Thread: autovacuum blocks the operations of other manual vacuum
Hi, I have a question about the behavior of autovacuum. When I have a big table A which is being processed by autovacuum, I also manually use (full) vacuum to clean another table B. Then I found that I always got something like “found 0 removable, 14283 nonremovable row”. However, if I stop the autovacuum functionality and use vacuum on that big table A manually, I can clean table B (ex. found 22615 removable, 2049 nonremovable row). Is this correct? Why do vacuum and autovacuum have different actions? Ps. My postgreSQL is 8.4.

§ Information supplied:
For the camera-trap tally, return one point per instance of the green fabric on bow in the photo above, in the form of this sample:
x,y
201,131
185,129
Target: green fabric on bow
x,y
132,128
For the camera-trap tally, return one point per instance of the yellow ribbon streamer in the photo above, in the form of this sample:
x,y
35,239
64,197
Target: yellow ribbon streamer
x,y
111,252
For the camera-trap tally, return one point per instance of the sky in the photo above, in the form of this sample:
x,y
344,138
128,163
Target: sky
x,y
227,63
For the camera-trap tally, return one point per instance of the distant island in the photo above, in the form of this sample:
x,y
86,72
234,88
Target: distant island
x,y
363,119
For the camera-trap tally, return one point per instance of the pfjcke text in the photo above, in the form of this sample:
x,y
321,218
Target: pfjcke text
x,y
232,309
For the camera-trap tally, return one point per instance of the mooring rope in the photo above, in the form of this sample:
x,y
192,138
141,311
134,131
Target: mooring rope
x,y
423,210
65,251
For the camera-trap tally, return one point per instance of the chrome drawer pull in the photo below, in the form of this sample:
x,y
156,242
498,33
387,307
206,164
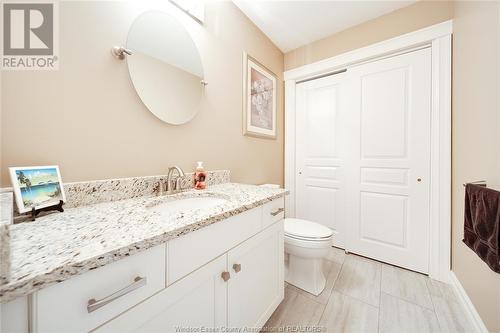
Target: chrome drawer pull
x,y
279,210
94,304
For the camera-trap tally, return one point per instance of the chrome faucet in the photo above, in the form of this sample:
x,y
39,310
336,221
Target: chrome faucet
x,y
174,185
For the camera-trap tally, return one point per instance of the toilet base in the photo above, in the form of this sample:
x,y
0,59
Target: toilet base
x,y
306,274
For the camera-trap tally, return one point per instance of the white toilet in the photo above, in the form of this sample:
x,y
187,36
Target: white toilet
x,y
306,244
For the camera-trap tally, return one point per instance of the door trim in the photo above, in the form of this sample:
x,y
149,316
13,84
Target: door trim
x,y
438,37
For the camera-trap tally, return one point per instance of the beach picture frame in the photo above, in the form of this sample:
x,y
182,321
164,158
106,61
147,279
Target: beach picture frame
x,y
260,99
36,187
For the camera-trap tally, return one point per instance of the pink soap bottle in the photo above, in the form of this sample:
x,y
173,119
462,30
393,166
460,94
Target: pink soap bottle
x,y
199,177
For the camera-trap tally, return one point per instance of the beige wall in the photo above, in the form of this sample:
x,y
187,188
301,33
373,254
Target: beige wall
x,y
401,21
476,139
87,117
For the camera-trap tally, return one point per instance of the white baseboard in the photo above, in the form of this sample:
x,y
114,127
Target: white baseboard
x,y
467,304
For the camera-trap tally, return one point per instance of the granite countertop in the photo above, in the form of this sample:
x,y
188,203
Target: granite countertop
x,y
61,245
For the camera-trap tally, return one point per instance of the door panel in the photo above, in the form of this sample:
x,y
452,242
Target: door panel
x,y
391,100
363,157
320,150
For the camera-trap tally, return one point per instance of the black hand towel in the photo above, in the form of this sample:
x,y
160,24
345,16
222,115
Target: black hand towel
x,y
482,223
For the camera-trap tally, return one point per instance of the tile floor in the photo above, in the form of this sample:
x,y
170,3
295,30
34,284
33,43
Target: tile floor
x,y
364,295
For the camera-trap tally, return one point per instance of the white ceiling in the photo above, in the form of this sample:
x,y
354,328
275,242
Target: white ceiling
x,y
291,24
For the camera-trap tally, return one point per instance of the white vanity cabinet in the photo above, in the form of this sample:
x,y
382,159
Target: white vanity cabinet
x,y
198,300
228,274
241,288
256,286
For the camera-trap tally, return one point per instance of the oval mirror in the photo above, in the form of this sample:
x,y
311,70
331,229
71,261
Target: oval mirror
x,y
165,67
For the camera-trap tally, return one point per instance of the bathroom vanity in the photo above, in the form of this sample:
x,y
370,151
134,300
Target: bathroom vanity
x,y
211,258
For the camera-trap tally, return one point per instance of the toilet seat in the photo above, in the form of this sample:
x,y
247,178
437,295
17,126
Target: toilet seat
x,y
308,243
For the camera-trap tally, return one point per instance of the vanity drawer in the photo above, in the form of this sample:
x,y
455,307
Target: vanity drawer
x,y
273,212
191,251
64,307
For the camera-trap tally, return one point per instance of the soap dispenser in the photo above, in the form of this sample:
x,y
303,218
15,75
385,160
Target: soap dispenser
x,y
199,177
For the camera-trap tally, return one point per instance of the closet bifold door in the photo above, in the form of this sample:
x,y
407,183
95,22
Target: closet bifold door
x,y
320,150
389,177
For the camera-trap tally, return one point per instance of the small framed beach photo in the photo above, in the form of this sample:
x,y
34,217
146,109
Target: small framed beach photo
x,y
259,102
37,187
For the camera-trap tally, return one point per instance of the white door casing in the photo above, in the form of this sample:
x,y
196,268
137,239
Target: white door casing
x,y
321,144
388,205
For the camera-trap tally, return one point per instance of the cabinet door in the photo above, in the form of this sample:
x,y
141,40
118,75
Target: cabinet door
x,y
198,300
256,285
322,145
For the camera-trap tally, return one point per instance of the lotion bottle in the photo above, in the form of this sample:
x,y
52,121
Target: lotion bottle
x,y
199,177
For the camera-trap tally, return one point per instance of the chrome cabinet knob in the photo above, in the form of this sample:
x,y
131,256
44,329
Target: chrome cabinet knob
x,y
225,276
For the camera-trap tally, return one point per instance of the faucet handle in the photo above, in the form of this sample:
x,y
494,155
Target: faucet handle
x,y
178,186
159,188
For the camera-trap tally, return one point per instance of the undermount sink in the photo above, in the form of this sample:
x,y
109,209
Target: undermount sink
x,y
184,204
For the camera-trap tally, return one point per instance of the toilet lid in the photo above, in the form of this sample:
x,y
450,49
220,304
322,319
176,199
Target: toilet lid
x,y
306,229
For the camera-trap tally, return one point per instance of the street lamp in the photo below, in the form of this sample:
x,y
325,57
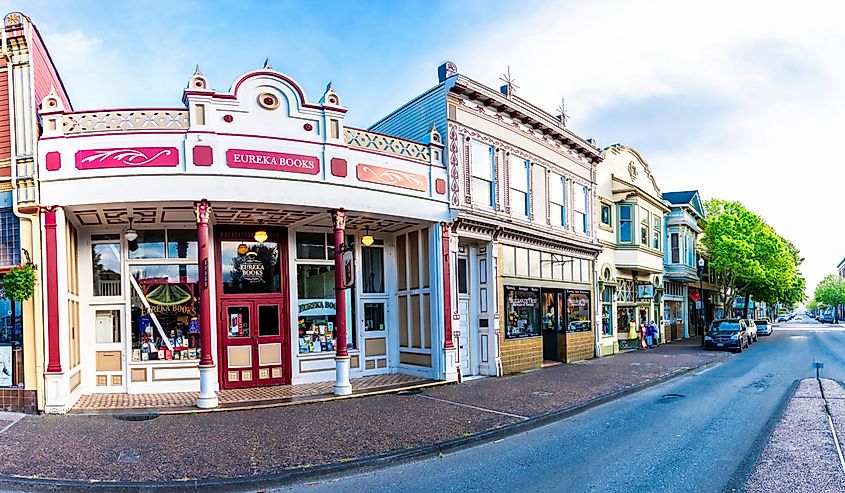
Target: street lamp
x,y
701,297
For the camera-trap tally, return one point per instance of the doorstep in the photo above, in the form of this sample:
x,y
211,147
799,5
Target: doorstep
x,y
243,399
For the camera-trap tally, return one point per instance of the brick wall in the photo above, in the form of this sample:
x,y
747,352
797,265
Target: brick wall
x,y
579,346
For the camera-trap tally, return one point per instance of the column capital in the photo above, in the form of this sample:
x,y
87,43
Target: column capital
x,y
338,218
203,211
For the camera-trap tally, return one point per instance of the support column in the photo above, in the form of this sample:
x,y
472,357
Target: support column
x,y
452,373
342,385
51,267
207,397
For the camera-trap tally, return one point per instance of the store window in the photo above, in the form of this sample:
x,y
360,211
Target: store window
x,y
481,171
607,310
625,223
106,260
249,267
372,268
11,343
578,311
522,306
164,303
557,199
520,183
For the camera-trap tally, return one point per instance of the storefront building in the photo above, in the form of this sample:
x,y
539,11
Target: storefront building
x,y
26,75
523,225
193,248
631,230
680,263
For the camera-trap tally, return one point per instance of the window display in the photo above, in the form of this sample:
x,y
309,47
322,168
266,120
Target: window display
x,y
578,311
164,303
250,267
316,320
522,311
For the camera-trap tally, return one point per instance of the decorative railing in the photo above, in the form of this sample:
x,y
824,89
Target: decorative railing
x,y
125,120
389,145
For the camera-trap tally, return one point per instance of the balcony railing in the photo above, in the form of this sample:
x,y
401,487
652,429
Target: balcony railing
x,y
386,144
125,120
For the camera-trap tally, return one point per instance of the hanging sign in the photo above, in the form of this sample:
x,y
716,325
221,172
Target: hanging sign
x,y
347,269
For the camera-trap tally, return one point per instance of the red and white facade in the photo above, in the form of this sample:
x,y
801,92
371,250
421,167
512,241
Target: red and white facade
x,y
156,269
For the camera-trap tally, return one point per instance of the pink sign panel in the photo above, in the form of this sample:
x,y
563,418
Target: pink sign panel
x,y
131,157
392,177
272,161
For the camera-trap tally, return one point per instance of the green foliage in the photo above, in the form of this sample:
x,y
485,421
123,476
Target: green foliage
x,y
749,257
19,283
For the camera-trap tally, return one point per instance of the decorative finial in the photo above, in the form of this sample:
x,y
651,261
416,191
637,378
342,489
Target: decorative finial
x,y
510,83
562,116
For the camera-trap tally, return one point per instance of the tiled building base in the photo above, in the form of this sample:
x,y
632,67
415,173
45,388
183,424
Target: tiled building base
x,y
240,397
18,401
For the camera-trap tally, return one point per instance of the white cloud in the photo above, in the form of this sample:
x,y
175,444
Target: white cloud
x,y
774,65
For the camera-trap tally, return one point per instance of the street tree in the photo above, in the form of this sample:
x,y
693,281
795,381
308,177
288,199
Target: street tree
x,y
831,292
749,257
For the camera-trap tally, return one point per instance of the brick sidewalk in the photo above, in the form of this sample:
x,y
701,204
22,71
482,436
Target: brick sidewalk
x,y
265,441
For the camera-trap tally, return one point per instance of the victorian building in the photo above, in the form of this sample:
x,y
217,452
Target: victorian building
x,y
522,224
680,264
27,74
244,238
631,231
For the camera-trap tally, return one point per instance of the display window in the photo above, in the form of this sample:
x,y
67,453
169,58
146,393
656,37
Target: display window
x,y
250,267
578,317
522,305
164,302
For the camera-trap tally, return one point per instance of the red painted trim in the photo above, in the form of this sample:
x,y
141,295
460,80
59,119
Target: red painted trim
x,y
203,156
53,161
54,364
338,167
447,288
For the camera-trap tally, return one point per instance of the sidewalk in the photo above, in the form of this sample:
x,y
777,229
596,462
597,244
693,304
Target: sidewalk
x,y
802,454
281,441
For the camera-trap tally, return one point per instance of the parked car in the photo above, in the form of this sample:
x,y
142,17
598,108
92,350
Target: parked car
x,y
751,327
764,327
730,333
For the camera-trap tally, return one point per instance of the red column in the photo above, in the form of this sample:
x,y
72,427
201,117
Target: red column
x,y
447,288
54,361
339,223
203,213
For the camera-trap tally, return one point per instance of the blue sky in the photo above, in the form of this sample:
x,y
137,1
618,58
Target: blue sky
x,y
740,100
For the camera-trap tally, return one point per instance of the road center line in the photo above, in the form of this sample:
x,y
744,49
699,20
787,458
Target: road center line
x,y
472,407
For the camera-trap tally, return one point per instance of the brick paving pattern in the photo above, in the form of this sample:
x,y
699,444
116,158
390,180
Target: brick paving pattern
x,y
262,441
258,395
---
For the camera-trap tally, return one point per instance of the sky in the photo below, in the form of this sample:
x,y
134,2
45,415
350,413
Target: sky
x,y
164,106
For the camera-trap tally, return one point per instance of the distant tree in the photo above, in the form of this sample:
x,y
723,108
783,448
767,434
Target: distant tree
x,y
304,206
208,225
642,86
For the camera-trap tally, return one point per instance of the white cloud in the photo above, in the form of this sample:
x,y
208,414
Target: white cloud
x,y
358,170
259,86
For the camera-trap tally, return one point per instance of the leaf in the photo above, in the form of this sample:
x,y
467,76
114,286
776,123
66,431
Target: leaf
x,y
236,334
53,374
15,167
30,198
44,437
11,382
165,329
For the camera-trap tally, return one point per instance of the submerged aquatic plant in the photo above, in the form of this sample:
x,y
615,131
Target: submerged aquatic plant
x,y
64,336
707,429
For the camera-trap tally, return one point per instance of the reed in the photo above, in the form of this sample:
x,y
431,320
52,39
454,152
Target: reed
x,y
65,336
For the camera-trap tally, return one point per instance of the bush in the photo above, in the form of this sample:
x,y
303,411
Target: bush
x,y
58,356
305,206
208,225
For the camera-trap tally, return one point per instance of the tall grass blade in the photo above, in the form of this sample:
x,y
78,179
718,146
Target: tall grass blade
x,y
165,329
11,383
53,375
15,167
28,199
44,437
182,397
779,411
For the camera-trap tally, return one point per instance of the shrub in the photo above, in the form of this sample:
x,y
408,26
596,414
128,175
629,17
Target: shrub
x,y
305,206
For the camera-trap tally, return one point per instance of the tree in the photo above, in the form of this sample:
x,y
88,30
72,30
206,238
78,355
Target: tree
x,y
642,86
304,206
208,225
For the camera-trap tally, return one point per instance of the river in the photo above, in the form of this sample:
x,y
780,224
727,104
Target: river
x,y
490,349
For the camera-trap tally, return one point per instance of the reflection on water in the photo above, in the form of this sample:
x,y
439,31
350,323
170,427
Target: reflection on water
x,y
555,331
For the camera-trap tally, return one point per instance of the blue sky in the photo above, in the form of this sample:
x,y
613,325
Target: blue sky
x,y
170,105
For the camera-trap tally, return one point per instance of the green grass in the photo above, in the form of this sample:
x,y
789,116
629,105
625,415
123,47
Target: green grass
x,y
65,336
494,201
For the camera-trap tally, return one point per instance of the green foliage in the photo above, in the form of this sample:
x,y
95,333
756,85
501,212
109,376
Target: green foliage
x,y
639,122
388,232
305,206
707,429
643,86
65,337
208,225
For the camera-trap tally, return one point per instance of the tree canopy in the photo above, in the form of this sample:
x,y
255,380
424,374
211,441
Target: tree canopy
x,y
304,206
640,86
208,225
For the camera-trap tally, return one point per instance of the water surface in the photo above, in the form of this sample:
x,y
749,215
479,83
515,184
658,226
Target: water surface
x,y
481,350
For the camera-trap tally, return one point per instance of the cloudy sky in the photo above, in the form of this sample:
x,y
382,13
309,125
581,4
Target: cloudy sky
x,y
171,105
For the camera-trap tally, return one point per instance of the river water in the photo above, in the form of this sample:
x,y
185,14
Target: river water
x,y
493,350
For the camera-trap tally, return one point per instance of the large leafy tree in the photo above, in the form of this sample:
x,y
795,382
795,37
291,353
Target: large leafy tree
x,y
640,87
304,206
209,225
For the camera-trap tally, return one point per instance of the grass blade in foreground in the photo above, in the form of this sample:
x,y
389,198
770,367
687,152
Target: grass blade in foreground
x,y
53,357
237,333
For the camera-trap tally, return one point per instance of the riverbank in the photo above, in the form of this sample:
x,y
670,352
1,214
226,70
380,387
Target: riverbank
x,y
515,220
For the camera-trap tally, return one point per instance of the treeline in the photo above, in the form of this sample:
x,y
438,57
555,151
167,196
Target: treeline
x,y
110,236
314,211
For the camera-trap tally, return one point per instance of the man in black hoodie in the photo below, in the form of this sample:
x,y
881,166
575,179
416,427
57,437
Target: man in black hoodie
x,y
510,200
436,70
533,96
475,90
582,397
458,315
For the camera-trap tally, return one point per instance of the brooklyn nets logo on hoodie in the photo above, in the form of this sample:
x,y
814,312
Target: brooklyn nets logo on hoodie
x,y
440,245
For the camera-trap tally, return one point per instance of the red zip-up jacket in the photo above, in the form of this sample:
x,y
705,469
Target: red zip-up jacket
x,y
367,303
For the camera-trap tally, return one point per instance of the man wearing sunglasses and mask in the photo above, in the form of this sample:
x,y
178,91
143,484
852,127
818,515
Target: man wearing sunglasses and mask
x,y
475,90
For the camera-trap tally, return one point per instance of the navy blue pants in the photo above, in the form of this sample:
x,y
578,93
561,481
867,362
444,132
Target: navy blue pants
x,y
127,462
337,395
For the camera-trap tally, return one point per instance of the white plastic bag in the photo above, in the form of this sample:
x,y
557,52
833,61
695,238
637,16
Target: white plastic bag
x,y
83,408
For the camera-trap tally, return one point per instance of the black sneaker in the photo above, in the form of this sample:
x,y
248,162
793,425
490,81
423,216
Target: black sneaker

§ List of tasks:
A) Reproduce the autovacuum thread word for word from "Thread: autovacuum blocks" to "postgreSQL is 8.4.".
B) Identify every line of the records that contains the string "closet", matching case.

§ Written responses:
A)
Thread: autovacuum blocks the operations of other manual vacuum
Hi, I have a question about the behavior of autovacuum. When I have a big table A which is being processed by autovacuum, I also manually use (full) vacuum to clean another table B. Then I found that I always got something like “found 0 removable, 14283 nonremovable row”. However, if I stop the autovacuum functionality and use vacuum on that big table A manually, I can clean table B (ex. found 22615 removable, 2049 nonremovable row). Is this correct? Why do vacuum and autovacuum have different actions? Ps. My postgreSQL is 8.4.

B)
For the camera-trap tally, return one point per instance of the closet bifold door in the photo above, in the form of this sample:
Target: closet bifold door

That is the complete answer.